## Testo scelto
=====

Il mercato del lavoro nella Regione Lazio è in graduale ripresa e segna un +2,4%, lo sostiene un rapporto di Uil Lazio
La crescita occupazionale riguarda soprattutto l’edilizia che rispetto al 2021 ha registrato un incremento di 11 mila assunzioni e il settore terziario. È ciò che che emerge da un studio commissionato dalla Uil del Lazio, realizzato dall’Istituto di ricerca Eures.
Bene le province di Latina e Frosinone dove l’incremento dei posti di lavoro riguarda il comparto dell’industria e dell’agricoltura. In generale gli occupati sono 62 mila in più rispetto al 2020, ma 12 mila in meno rispetto al 2019. In ripresa anche il PIL, +5,8% sul primo semestre del 2021, e le esportazioni che sono cresciute di quasi il 13%.
A fare da traino è sempre la Capitale dove si concentra per oltre l’80% la crescita delle assunzioni nel Lazio con l’occupazione femminile che – rispetto al periodo pre-pandemia – fa segnare un incremento di circa 32 mila unità. Ma se l’occupazione registra una ripresa, dal punto di vista qualitativo la situazione rimane pressoché invariata.
Un incremento occupazionale nel 2022 che va di pari passo con una netta contrazione del numero dei disoccupati, diminuiti del 22,7 % rispetto al 2021. Un dato, però, che deve fare i conti con il numero crescente di giovani che decidono di trasferirsi fuori regione. Oltre 14 mila soltanto nel 2020.
Lo scorso anno gli occupati a Latina e provincia hanno raggiunto le 209.800 unità (il 9% del totale regionale), risultato in crescita dell’1,8% rispetto al 2021, quando erano stati 206mila. “Praticamente – dichiara Luigi Garullo, segretario generale Uil Latina – abbiamo registrato 3.800 occupati in più rispetto al 2021. Un dato positivo, frutto del superamento delle restrizioni dovute alla pandemia, che aveva fatto precipitare le persone occupate nel 2020 a circa 202mila”.
Amari i dati sui contratti a tempo. “È qui appaiono crepe vistose soltanto il 18,7% (9.179 in valori assoluti) dei 49.032 contratti avviati nel 2022 ha avuto carattere stabile, (tempo indeterminato e apprendistato), la restante quota, pari a 39.853 attivazioni, ha rappresentato forme di occupazione precaria, di cui il 49,8% a termine, il 19,4% stagionale, l’8,6% in somministrazione e il 3,4% intermittente”.
“Inquieta e necessita di risposte decise e concrete da parte di tutte le istituzioni la sempre più spiccata tendenza alla precarizzazione del lavoro perché è una piaga che attanaglia il mercato del lavoro. Non si può più tollerare – conclude Garullo – che sul precariato e quindi sulle spalle di tante persone si possa basare il modello di produzione, che ha portato a condizioni di vita inaccettabili soprattutto per i giovani”.

=====

## Applica quanto letto
1. Rispondi a queste domande sull'articolo sul lavoro nel Lazio:
(a) Quale istituto ha realizzato lo studio commissionato dalla Uil del Lazio?
(b) Di quanto sono calati i disoccupati nel 2022 rispetto al 2021?
(c) Quanti occupati hanno raggiunto Latina e provincia lo scorso anno?
2. Riscrivi il brano dell'articolo sul lavoro nel Lazio che parte da "Un incremento occupazionale" e arriva a "soltanto nel 2020.", cambiando "disoccupati" con "senza lavoro".

=====

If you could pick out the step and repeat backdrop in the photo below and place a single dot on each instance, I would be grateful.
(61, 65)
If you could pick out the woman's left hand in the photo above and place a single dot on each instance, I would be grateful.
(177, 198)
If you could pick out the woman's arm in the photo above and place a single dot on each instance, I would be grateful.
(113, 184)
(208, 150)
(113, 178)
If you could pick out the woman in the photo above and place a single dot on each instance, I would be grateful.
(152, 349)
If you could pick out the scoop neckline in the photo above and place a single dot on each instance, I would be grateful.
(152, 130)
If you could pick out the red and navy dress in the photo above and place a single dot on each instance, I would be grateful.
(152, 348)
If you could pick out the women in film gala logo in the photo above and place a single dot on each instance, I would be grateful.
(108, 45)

=====

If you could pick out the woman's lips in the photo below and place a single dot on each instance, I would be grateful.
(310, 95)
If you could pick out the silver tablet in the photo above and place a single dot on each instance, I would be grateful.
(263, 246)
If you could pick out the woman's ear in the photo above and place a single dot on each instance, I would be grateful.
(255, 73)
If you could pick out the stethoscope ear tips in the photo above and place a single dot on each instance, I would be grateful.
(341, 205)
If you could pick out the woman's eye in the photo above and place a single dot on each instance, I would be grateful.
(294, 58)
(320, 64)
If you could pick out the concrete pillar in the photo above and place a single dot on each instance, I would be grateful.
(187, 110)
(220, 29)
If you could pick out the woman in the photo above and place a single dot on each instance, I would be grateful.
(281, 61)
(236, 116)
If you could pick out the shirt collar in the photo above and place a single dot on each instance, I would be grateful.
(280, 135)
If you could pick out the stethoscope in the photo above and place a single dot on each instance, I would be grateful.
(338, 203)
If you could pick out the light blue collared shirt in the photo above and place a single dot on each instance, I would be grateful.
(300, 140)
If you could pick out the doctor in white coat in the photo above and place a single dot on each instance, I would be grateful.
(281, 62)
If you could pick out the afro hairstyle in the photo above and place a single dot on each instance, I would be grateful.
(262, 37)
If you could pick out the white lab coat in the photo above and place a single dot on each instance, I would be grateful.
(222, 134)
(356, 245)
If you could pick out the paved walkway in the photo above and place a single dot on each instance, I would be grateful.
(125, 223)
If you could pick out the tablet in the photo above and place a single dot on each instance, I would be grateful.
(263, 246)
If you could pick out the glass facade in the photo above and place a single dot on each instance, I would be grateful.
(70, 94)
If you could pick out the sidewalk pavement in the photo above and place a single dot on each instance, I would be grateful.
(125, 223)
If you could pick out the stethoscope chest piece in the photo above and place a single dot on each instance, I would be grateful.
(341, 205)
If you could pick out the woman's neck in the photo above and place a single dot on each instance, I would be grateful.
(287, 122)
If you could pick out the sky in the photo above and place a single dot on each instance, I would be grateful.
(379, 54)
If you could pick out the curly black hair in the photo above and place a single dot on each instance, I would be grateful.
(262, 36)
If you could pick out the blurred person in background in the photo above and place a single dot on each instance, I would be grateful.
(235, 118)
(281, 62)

=====

## Risposte agli esercizi
1.
(a) L'Istituto di ricerca Eures.
(b) Del 22,7%.
(c) 209.800 unità.

2.
Un incremento occupazionale nel 2022 che va di pari passo con una netta contrazione del numero dei senza lavoro, diminuiti del 22,7 % rispetto al 2021. Un dato, però, che deve fare i conti con il numero crescente di giovani che decidono di trasferirsi fuori regione. Oltre 14 mila soltanto nel 2020.